__WHAT TO DO__. Can you recast every line of the listing below as a numbered list, leaving out any blank lines?

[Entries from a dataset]

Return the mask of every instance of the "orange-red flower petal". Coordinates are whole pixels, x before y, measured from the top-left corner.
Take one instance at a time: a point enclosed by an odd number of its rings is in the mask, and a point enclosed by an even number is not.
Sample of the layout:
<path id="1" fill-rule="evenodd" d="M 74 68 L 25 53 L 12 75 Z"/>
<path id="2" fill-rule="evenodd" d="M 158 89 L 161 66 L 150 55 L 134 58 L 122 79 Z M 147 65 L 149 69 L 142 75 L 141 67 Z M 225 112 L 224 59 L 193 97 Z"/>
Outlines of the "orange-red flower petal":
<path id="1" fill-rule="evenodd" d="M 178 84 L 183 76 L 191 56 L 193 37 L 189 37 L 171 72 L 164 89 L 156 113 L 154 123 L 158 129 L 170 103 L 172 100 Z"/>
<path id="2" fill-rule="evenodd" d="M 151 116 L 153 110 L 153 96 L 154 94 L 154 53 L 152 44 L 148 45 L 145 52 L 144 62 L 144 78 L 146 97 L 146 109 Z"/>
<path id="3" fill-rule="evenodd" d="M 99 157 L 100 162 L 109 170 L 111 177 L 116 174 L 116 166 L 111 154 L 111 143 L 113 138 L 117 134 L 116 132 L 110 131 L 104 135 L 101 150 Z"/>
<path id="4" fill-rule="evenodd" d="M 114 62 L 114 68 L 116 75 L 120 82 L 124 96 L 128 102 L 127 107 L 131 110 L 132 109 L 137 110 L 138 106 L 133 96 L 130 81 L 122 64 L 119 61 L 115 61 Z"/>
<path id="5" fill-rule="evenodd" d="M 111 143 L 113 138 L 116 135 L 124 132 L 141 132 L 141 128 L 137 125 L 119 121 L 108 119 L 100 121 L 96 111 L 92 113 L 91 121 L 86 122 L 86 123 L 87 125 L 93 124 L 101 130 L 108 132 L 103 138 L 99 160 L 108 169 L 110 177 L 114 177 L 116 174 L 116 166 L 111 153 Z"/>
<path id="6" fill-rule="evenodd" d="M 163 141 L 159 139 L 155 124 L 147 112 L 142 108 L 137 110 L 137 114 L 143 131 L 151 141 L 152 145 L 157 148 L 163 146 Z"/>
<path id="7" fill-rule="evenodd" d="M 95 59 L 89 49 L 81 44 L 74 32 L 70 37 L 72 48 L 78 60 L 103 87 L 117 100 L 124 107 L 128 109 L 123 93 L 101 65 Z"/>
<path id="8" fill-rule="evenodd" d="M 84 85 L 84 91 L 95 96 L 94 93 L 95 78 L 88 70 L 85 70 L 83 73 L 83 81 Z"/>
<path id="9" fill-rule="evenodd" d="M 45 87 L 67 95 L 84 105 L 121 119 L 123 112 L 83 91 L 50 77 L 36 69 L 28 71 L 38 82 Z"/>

__RESPONSE FOR THIS EXERCISE__.
1. Return the mask of every instance of the "orange-red flower petal". Coordinates are whole pixels, x before y, measured from the top-left corner.
2. Take one instance at a time: a point enclosed by an odd number of its rings is in the mask, and a point enclosed by an even number is not.
3. Sample of the layout:
4. <path id="1" fill-rule="evenodd" d="M 74 68 L 25 53 L 12 75 Z"/>
5. <path id="2" fill-rule="evenodd" d="M 158 89 L 161 66 L 150 55 L 134 58 L 122 79 Z M 147 65 L 149 69 L 142 75 L 141 67 Z M 225 112 L 224 59 L 193 97 Z"/>
6. Outlines of the "orange-red flower petal":
7. <path id="1" fill-rule="evenodd" d="M 178 84 L 183 76 L 191 56 L 193 37 L 189 37 L 171 72 L 164 89 L 156 113 L 154 123 L 158 129 L 170 103 L 172 100 Z"/>
8. <path id="2" fill-rule="evenodd" d="M 151 116 L 153 110 L 153 96 L 154 94 L 154 53 L 152 44 L 148 45 L 145 52 L 144 62 L 144 78 L 146 97 L 146 109 Z"/>
9. <path id="3" fill-rule="evenodd" d="M 99 157 L 100 162 L 109 170 L 111 177 L 116 174 L 116 166 L 111 154 L 111 143 L 113 138 L 117 134 L 116 132 L 110 131 L 104 135 L 101 150 Z"/>
10. <path id="4" fill-rule="evenodd" d="M 114 62 L 114 68 L 116 75 L 120 82 L 124 96 L 128 102 L 127 107 L 131 110 L 132 109 L 137 110 L 138 106 L 133 96 L 130 81 L 122 64 L 119 61 L 115 61 Z"/>
11. <path id="5" fill-rule="evenodd" d="M 111 143 L 113 138 L 116 135 L 124 132 L 141 132 L 141 128 L 137 125 L 119 121 L 108 119 L 100 121 L 96 111 L 92 113 L 91 121 L 86 122 L 86 123 L 87 125 L 93 124 L 101 130 L 108 132 L 103 138 L 99 160 L 108 169 L 110 177 L 114 177 L 116 174 L 116 166 L 111 153 Z"/>
12. <path id="6" fill-rule="evenodd" d="M 163 141 L 159 139 L 155 124 L 147 112 L 142 108 L 137 110 L 137 114 L 143 131 L 151 141 L 152 145 L 157 148 L 163 146 Z"/>
13. <path id="7" fill-rule="evenodd" d="M 95 59 L 89 49 L 81 44 L 74 32 L 70 37 L 72 48 L 78 60 L 103 87 L 117 100 L 124 107 L 128 109 L 123 93 L 101 65 Z"/>
14. <path id="8" fill-rule="evenodd" d="M 84 85 L 84 91 L 95 96 L 94 93 L 95 78 L 88 70 L 85 70 L 83 73 L 83 81 Z"/>
15. <path id="9" fill-rule="evenodd" d="M 45 87 L 67 95 L 84 105 L 121 119 L 123 112 L 83 91 L 50 77 L 36 69 L 28 71 L 38 82 Z"/>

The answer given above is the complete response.